→ **本文**:
::::

図において、符号1は鉄道模型車輌の制御装置であり、車輌駆動用電源(図示せず)からの出力電圧を目標速度に応じて可変制御して出力することにより鉄道模型車輌を駆動制御するとともに該鉄道模型車輌に関連する照明等を点灯制御するように構成されている。
【0019】
この鉄道模型車輌の制御装置1は、所定の周波数のパルス信号であってデューティ比が調整可能とされる制御パルスを出力する発振手段としてのパルス発生デューティ比調整回路11と、このパルス発生デューティ比調整回路11からの制御パルスの一部を取り出して整流する整流手段としての整流回路12と、この整流回路12にて得られた直流を前記パルス発生デューティ比調整回路11からの制御パルスに重畳する出力調整手段としての出力調整回路(ミキシング回路)13と、この出力調整回路(ミキシング回路)13からの出力信号の極性を鉄道模型車輌の前進、後進に応じて切り換えて車輌に出力するための極性切換え手段としての極性切換え回路14とを備えている。
【0020】
そして、このような構成において、前記発信手段としてのパルス発生デューティ比調整回路11から出力される制御パルスのパルス幅を可変調整するパルス幅調整手段としてパルス幅調整用のつまみ(ボリューム)21をコントロール筐体2に設けている。

::::

→ **記録データ**:
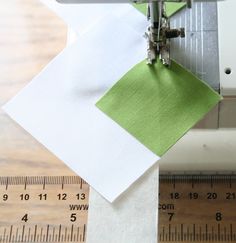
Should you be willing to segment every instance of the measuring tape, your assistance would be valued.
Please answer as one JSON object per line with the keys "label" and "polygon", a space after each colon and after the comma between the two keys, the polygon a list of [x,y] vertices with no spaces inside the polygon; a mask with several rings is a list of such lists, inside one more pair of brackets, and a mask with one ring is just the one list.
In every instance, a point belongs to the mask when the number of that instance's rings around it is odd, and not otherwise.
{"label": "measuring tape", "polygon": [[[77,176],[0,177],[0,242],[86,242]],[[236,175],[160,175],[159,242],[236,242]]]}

::::

→ **作業指示**:
[a] 鉄道模型の制御装置の本文のうち、「図において、符号1は鉄道模型」から「トロール筐体2に設けている。」までを、両端も含めてそのまま繰り返してください。
[b] 鉄道模型の制御装置の本文によると、パルス幅調整用のつまみはどこに設けられていますか。
[c] 鉄道模型の制御装置の本文の続きを、最後の文の後から書き足してください。
記録データの行は、ここでは一切使いません。

→ **課題の解答**:
[a]
図において、符号1は鉄道模型車輌の制御装置であり、車輌駆動用電源(図示せず)からの出力電圧を目標速度に応じて可変制御して出力することにより鉄道模型車輌を駆動制御するとともに該鉄道模型車輌に関連する照明等を点灯制御するように構成されている。
【0019】
この鉄道模型車輌の制御装置1は、所定の周波数のパルス信号であってデューティ比が調整可能とされる制御パルスを出力する発振手段としてのパルス発生デューティ比調整回路11と、このパルス発生デューティ比調整回路11からの制御パルスの一部を取り出して整流する整流手段としての整流回路12と、この整流回路12にて得られた直流を前記パルス発生デューティ比調整回路11からの制御パルスに重畳する出力調整手段としての出力調整回路(ミキシング回路)13と、この出力調整回路(ミキシング回路)13からの出力信号の極性を鉄道模型車輌の前進、後進に応じて切り換えて車輌に出力するための極性切換え手段としての極性切換え回路14とを備えている。
【0020】
そして、このような構成において、前記発信手段としてのパルス発生デューティ比調整回路11から出力される制御パルスのパルス幅を可変調整するパルス幅調整手段としてパルス幅調整用のつまみ(ボリューム)21をコントロール筐体2に設けている。

[b] コントロール筐体2に設けられています。

[c]
【0021】
このつまみ(ボリューム)21を回転操作することにより抵抗値を可変制御するように構成され、これにより制御パルスのパルス幅を所要の状態で可変調整可能に構成されている。
【0022】
また、このつまみ(ボリューム)21には、回転操作量を角度調整可能なストッパ22等を設けている。
【0023】
そして、このように構成することにより、該つまみ21の所定量以上の操作によって、車輌走行が停止して車輌の照明やジオラマ内の他の照明が常時点灯しているように制御することができる。
【0024】
なお、本発明は上述した実施の形態で説明した構造には限定されず、鉄道模型車輌の制御装置を構成する各部の形状、構造等を適宜変形、変更し得ることはいうまでもない。
【産業上の利用可能性】
【0025】
本発明は上述したような構成であるので、風景全体を模型にして製作したジオラマを走行する鉄道模型車輌が実際の風景の中で走行しているように想起して楽しむことができるものであって、あらゆる範囲の鉄道マニアが楽しむことができる。
【符号の説明】
【0026】
1 制御装置
11 パルス発生デューティ比調整回路(発信手段)
12 整流回路
13 ミキシング回路
14 極性切換回路
2 コントローラ筐体
21 つまみ(パルス幅調整用ボリューム)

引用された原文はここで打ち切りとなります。